**WHAT THIS TASK INVOLVES**
Quote the line containing "Where can the woman's neck" and all lines that follow it in the listing below, exactly as written.

(Location identification items)
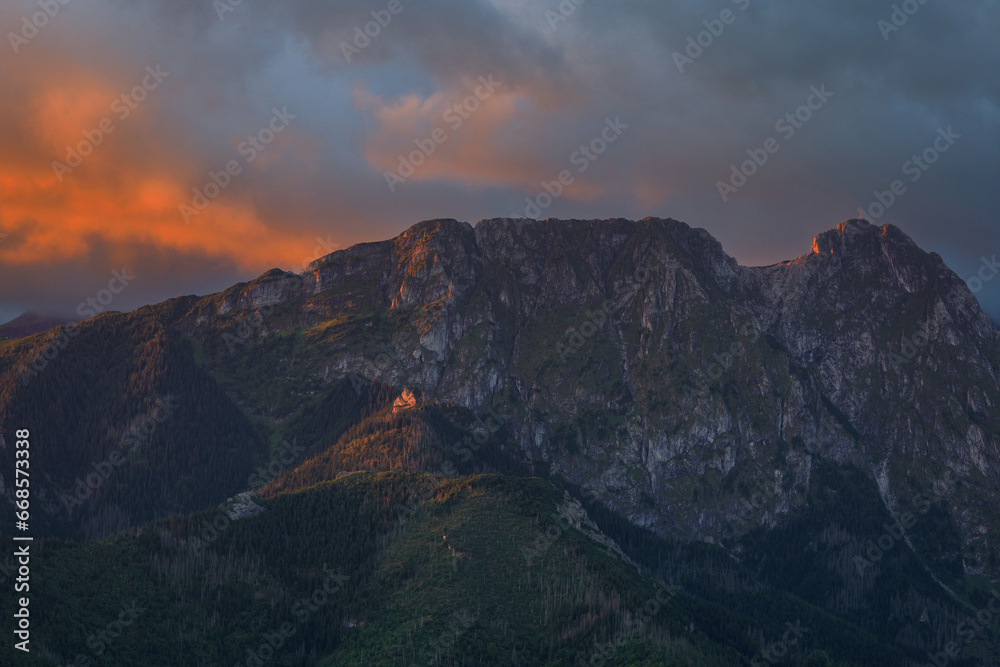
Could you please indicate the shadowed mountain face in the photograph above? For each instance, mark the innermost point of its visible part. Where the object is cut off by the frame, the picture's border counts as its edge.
(640, 362)
(800, 407)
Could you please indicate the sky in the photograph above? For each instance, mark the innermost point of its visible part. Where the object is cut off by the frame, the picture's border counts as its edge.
(172, 147)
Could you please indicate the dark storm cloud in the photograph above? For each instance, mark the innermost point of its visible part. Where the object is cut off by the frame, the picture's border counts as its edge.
(565, 69)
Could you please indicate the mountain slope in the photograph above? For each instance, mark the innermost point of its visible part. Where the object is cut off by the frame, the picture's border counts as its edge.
(793, 414)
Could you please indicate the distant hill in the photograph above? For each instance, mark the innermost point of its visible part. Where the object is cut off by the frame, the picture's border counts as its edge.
(29, 323)
(815, 441)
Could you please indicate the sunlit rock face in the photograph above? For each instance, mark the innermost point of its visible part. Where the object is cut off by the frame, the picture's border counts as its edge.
(641, 362)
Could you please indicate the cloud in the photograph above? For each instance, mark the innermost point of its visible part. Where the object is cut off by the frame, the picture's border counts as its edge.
(324, 176)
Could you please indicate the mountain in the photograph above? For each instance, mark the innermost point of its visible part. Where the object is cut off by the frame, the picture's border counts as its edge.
(814, 439)
(28, 324)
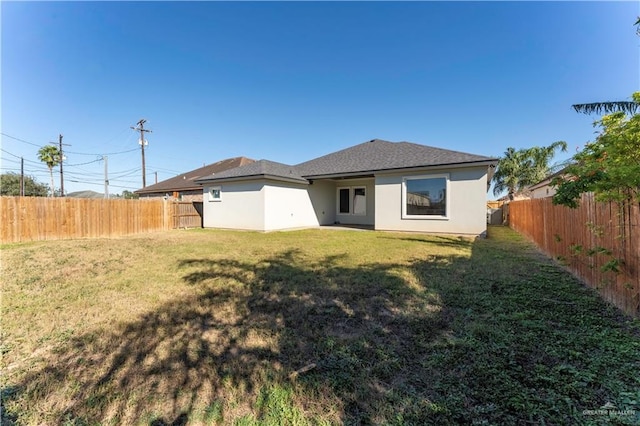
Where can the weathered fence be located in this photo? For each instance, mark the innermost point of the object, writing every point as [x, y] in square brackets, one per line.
[39, 218]
[598, 242]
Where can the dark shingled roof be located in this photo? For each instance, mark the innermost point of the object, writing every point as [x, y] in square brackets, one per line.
[363, 159]
[259, 169]
[186, 181]
[378, 155]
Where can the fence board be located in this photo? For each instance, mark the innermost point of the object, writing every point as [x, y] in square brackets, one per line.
[556, 229]
[39, 218]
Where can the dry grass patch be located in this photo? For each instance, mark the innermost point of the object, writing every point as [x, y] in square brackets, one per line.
[206, 327]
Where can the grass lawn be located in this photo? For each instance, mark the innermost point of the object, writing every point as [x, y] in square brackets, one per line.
[210, 327]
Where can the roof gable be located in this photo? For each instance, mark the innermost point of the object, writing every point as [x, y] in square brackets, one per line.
[378, 155]
[187, 181]
[259, 169]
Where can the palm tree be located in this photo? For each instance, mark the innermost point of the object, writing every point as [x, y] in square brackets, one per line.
[628, 107]
[518, 169]
[508, 173]
[539, 159]
[50, 155]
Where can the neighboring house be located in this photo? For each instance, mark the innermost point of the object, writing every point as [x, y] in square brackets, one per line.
[183, 187]
[398, 186]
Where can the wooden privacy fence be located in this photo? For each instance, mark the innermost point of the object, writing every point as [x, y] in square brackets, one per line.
[38, 218]
[187, 214]
[598, 242]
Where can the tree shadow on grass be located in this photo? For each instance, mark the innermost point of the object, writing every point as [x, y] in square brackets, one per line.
[226, 350]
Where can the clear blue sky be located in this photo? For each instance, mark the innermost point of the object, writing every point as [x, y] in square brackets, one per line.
[290, 81]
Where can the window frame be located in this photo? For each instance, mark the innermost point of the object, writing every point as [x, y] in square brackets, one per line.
[447, 187]
[351, 198]
[212, 197]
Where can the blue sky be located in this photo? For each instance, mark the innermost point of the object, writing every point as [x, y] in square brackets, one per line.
[290, 81]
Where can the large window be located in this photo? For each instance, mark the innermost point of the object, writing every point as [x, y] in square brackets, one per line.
[352, 200]
[425, 197]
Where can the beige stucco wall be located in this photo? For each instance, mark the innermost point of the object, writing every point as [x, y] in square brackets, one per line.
[323, 198]
[288, 206]
[467, 203]
[241, 206]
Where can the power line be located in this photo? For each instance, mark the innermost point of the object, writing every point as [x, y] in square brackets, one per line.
[21, 140]
[68, 152]
[140, 128]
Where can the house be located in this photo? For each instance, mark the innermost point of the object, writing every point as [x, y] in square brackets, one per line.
[183, 187]
[396, 186]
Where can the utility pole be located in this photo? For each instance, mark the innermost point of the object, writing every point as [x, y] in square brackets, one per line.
[61, 161]
[21, 176]
[142, 143]
[106, 176]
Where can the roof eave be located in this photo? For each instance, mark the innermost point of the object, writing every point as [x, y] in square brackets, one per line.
[205, 181]
[370, 173]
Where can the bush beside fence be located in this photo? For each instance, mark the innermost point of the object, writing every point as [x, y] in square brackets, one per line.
[598, 242]
[39, 218]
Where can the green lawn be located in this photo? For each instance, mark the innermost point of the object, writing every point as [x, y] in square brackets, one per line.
[207, 327]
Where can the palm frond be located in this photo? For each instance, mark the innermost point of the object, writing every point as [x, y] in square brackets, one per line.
[628, 107]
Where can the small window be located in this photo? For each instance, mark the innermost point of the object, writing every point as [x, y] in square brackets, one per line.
[352, 201]
[425, 197]
[215, 193]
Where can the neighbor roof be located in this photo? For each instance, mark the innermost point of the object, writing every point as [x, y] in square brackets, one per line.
[186, 181]
[260, 169]
[363, 159]
[378, 155]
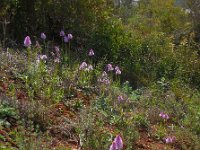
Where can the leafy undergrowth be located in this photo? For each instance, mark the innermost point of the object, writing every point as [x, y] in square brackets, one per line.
[48, 104]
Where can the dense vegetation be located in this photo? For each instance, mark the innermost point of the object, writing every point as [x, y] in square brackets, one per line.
[95, 74]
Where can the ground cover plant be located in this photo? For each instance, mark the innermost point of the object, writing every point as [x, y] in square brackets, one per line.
[121, 76]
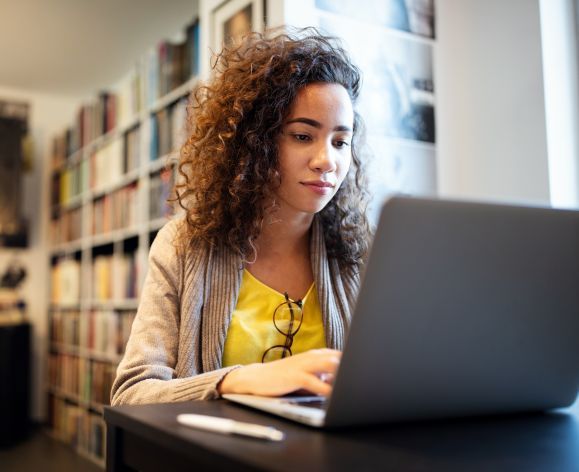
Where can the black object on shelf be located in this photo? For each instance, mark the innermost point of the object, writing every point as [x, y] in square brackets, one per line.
[14, 383]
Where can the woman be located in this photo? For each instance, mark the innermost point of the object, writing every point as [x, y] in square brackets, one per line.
[253, 290]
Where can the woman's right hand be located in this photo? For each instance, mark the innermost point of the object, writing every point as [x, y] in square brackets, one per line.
[300, 372]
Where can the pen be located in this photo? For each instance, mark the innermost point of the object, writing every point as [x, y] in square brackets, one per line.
[228, 426]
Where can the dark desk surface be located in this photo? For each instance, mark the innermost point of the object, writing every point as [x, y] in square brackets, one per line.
[148, 437]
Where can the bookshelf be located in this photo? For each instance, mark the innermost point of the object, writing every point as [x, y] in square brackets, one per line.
[112, 171]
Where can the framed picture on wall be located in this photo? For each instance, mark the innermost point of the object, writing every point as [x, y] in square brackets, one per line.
[233, 19]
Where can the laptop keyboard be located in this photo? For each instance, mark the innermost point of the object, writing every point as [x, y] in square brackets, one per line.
[310, 402]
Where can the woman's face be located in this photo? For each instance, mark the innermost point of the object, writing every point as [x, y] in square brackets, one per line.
[315, 148]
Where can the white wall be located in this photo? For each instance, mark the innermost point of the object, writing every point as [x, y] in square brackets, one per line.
[490, 101]
[49, 115]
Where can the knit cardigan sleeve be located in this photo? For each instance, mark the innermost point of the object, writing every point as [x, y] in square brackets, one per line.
[147, 372]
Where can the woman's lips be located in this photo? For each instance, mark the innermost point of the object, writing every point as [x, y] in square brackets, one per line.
[320, 188]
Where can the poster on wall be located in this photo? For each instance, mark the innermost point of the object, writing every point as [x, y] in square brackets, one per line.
[398, 167]
[413, 16]
[397, 100]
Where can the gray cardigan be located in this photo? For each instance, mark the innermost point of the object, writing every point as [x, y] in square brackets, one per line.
[176, 344]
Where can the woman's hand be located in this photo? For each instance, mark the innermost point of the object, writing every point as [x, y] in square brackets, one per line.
[300, 372]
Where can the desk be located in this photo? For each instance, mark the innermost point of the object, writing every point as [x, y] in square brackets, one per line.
[148, 437]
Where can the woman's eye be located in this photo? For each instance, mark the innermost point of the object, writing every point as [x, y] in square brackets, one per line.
[301, 137]
[341, 144]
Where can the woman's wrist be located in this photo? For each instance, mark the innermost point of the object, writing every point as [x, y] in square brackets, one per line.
[232, 381]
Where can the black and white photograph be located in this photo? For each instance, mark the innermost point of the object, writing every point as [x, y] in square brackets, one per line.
[397, 98]
[399, 167]
[413, 16]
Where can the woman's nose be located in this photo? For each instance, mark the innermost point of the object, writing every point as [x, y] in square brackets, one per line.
[323, 160]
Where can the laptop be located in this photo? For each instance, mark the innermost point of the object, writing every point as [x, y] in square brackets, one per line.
[464, 309]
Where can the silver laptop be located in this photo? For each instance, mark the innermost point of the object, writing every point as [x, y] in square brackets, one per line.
[464, 309]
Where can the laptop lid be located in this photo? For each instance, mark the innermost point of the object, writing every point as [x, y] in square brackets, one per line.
[465, 308]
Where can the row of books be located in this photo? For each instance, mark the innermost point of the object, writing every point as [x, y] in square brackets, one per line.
[168, 129]
[69, 183]
[80, 378]
[117, 210]
[93, 119]
[66, 226]
[172, 63]
[160, 190]
[65, 282]
[82, 429]
[165, 67]
[115, 277]
[99, 331]
[106, 165]
[132, 149]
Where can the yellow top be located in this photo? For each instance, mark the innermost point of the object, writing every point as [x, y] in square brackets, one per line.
[251, 330]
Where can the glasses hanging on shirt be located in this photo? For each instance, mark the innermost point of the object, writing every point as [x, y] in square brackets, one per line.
[287, 319]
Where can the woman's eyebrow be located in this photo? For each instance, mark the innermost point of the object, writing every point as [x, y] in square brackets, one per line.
[317, 124]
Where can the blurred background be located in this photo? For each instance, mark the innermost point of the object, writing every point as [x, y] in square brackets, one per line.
[461, 99]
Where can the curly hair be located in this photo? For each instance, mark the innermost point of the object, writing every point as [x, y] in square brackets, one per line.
[229, 164]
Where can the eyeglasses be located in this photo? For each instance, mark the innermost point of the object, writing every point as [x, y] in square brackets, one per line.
[287, 319]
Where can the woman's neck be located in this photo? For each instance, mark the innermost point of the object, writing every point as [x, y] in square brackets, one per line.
[283, 236]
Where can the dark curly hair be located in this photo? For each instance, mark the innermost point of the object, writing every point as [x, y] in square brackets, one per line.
[229, 164]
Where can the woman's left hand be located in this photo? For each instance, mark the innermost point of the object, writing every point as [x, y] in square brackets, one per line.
[311, 371]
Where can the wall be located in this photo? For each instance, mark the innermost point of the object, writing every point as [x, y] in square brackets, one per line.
[49, 114]
[490, 101]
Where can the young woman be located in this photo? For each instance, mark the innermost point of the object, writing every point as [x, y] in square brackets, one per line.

**ANSWER FOR THIS EXERCISE**
Where can the woman's neck be located in this photo? For each instance, mark the innermost point of the object, writing every point as [x, y] in square brackets, one per line.
[283, 236]
Where can the dark curly hair be located in this photo? For each instance, mark the innermost point of the object, writing every point as [x, y] in square brackets, one per line.
[229, 164]
Where can the woman's left hand be located in this photo? For each instance, mark the innermost point of the object, writing every point as [x, y] in square brackets, one per line.
[311, 371]
Where can the wall be located in this photo? For each instance, mark the innermost point of the object, writing every point as [x, y] in square brackets, one per line.
[49, 114]
[490, 101]
Where can the young woman be located in this photo? For each instance, mark the innermost point of the object, writing every point as [x, y] in square brackets, one per line.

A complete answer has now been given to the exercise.